• _TO DO_: I need the lines below from the one with "Pin a point on every instance of the dead" down to the one with "Pin a point on every instance of the curved" reproduced exactly, both ends included, and nothing else.

• _DATASET CONTENT_:
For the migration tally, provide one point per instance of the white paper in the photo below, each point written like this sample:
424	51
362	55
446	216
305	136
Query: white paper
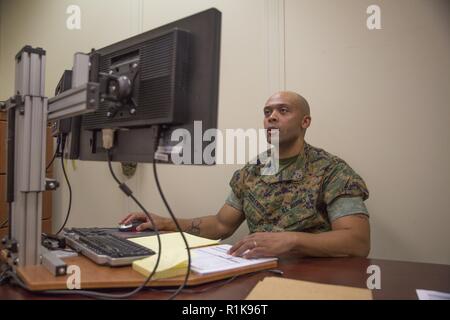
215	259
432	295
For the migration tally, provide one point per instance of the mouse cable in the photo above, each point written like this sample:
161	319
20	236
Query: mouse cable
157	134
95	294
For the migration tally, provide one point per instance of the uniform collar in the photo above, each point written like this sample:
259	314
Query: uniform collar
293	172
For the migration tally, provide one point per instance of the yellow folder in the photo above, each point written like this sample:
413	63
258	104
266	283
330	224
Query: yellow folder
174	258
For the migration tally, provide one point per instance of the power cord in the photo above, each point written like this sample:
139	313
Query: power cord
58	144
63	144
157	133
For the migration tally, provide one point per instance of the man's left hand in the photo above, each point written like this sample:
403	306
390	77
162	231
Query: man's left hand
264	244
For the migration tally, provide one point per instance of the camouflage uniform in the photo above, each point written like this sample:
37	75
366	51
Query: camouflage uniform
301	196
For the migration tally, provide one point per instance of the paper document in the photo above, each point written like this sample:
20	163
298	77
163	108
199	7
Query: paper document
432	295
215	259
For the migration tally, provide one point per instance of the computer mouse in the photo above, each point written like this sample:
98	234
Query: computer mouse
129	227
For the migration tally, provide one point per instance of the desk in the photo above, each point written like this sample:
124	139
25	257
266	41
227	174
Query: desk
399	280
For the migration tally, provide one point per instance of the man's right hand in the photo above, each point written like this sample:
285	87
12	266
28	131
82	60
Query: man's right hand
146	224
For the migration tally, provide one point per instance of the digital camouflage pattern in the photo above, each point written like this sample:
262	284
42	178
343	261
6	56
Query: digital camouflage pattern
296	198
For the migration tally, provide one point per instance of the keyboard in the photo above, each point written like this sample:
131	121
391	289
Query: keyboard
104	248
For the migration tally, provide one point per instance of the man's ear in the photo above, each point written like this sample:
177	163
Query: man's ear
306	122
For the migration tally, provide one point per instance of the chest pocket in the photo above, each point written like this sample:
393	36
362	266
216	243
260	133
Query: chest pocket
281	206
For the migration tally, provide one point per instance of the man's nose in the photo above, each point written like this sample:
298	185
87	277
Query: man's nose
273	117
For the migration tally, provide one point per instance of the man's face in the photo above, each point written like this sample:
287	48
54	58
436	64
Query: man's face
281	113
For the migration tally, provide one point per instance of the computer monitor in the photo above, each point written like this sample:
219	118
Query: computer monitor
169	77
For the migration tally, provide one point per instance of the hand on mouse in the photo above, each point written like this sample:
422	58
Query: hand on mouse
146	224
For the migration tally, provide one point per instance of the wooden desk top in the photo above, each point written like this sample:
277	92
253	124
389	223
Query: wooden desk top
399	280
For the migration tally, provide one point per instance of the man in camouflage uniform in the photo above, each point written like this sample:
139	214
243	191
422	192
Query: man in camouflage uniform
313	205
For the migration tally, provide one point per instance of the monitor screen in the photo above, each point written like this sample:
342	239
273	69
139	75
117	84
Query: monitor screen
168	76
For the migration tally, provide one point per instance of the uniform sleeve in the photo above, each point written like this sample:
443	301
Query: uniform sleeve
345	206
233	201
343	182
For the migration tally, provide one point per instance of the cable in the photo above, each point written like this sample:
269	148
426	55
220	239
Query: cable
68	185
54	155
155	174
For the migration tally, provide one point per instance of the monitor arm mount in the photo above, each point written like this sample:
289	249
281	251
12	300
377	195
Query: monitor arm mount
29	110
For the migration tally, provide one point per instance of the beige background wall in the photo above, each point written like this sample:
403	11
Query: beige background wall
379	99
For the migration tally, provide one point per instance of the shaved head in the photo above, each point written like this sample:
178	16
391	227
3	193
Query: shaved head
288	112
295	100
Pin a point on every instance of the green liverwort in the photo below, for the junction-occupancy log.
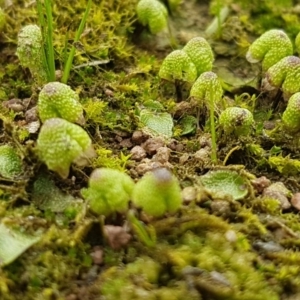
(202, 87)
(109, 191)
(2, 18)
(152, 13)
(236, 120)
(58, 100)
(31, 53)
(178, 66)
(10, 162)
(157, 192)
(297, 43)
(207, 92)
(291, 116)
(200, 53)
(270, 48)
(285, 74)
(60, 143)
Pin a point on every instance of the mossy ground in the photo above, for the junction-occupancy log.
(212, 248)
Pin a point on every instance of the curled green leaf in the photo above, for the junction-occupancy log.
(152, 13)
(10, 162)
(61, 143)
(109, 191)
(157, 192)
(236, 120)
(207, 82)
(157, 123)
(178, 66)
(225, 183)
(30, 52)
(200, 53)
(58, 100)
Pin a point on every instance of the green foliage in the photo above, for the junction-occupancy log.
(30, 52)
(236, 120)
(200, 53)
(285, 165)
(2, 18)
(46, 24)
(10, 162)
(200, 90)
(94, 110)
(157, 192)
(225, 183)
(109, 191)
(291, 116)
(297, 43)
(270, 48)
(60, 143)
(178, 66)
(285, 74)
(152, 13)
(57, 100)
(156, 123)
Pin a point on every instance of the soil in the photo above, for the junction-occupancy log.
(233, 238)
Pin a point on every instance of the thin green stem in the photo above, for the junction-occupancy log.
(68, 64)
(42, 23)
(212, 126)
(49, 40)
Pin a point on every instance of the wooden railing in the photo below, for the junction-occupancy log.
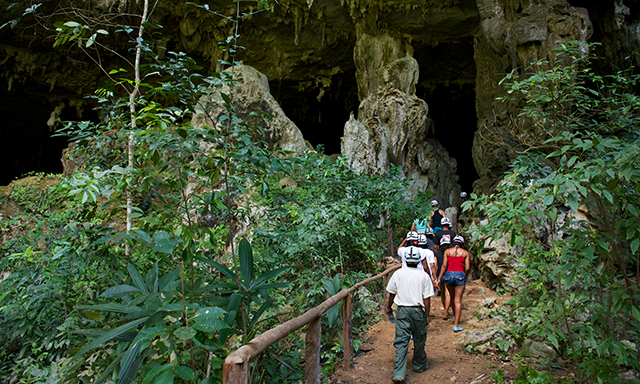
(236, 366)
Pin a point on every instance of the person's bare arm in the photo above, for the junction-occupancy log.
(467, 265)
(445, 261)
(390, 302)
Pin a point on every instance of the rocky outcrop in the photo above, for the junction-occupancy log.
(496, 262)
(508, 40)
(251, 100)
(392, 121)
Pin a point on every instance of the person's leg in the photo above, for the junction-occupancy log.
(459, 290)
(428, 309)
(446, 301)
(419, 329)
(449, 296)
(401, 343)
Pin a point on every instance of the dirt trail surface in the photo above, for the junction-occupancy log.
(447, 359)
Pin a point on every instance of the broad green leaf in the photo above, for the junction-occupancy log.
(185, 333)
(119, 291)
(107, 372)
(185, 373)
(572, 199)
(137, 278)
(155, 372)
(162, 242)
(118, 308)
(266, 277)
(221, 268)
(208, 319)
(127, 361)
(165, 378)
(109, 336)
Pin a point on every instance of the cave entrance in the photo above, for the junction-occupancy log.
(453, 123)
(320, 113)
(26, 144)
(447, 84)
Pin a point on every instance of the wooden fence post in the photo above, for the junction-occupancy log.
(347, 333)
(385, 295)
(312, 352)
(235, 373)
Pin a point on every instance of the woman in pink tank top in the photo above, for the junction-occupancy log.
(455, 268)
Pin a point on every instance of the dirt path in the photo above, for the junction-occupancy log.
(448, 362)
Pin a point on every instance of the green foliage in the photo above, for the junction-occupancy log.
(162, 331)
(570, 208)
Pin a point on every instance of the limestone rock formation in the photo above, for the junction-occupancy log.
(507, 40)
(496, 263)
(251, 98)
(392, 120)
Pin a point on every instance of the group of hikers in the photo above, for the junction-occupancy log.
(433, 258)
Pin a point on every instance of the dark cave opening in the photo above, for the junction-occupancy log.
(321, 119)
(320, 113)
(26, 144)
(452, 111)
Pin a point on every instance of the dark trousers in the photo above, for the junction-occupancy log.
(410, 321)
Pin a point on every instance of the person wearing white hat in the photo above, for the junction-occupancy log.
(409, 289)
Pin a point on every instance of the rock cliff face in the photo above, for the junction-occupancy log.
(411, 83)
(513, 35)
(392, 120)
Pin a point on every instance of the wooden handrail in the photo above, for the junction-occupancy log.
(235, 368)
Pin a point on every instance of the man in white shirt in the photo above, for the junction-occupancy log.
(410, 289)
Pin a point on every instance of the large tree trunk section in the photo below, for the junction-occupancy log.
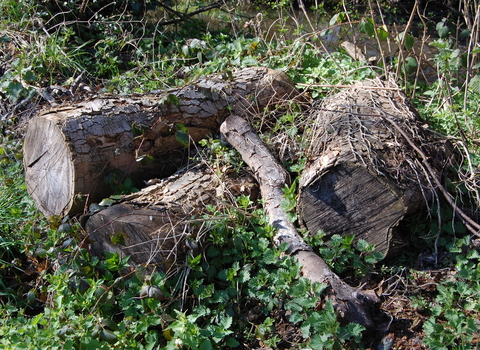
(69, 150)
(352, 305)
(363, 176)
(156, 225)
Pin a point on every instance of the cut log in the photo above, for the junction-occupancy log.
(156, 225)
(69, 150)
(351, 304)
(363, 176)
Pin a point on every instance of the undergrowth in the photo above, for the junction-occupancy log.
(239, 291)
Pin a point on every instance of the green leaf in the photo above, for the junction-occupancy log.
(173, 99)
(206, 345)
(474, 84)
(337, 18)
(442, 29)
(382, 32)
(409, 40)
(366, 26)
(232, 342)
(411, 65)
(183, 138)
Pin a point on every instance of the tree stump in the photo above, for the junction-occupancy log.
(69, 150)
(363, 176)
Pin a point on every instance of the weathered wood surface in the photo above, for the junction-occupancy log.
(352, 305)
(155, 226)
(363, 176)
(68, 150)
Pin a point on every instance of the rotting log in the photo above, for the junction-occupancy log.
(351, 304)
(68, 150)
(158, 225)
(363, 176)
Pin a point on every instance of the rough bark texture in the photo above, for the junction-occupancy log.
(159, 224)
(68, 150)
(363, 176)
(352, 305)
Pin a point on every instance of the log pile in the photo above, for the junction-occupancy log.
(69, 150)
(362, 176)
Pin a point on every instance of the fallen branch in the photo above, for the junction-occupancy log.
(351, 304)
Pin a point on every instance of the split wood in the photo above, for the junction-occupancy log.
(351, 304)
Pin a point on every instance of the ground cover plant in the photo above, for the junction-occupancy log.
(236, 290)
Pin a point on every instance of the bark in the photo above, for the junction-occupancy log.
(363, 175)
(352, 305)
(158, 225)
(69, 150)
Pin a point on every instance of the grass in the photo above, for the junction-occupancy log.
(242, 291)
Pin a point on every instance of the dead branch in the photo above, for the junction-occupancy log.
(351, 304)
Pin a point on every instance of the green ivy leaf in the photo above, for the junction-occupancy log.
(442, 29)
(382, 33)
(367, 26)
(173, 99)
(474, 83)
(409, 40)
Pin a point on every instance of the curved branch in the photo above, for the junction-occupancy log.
---
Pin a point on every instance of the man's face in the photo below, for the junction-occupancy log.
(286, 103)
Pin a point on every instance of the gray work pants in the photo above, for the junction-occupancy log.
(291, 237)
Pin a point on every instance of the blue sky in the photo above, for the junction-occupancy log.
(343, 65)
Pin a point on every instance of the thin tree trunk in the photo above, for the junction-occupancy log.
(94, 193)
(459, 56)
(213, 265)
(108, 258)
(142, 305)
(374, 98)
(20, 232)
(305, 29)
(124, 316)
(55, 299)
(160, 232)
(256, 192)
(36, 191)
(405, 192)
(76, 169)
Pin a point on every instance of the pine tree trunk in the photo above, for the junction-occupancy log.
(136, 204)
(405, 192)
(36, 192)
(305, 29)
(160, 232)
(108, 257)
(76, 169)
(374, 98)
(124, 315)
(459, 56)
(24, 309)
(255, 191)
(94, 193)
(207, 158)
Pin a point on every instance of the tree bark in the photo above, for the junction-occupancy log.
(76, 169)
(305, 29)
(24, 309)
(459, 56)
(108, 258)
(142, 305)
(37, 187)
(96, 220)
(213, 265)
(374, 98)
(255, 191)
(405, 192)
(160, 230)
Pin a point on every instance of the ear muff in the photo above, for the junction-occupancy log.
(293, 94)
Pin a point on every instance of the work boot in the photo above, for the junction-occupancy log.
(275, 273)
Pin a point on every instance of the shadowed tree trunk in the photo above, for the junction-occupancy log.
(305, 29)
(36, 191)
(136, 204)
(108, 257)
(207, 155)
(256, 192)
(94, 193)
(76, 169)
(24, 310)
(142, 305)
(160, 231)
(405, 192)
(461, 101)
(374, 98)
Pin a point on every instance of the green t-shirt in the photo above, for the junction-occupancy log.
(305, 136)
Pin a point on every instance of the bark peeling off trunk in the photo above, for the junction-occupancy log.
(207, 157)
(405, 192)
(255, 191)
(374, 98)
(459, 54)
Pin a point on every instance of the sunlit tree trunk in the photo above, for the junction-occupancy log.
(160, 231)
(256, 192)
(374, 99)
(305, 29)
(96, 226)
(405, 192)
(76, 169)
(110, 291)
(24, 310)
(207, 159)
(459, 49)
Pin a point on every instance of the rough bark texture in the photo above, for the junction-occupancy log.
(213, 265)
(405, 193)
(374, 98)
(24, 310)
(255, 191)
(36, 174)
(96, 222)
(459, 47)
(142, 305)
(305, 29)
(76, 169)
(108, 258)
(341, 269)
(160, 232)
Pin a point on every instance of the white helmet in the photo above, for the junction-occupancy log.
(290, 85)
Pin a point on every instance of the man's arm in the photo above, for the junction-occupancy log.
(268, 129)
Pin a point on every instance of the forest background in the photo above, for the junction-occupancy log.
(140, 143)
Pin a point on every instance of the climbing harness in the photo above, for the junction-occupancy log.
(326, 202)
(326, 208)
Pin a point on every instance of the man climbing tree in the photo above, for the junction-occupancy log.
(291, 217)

• _ANSWER TO THIS EXERCISE_:
Pin a point on every instance of the dead branch in the photo above, for the junction-occupancy log.
(351, 304)
Pin a point on every instance of the green ivy leaf in the photo above, for the junction-occupancy log.
(442, 29)
(382, 33)
(367, 26)
(173, 99)
(474, 83)
(409, 40)
Pin a point on every instance of the curved branch in the photo above, for the junction-occupancy log.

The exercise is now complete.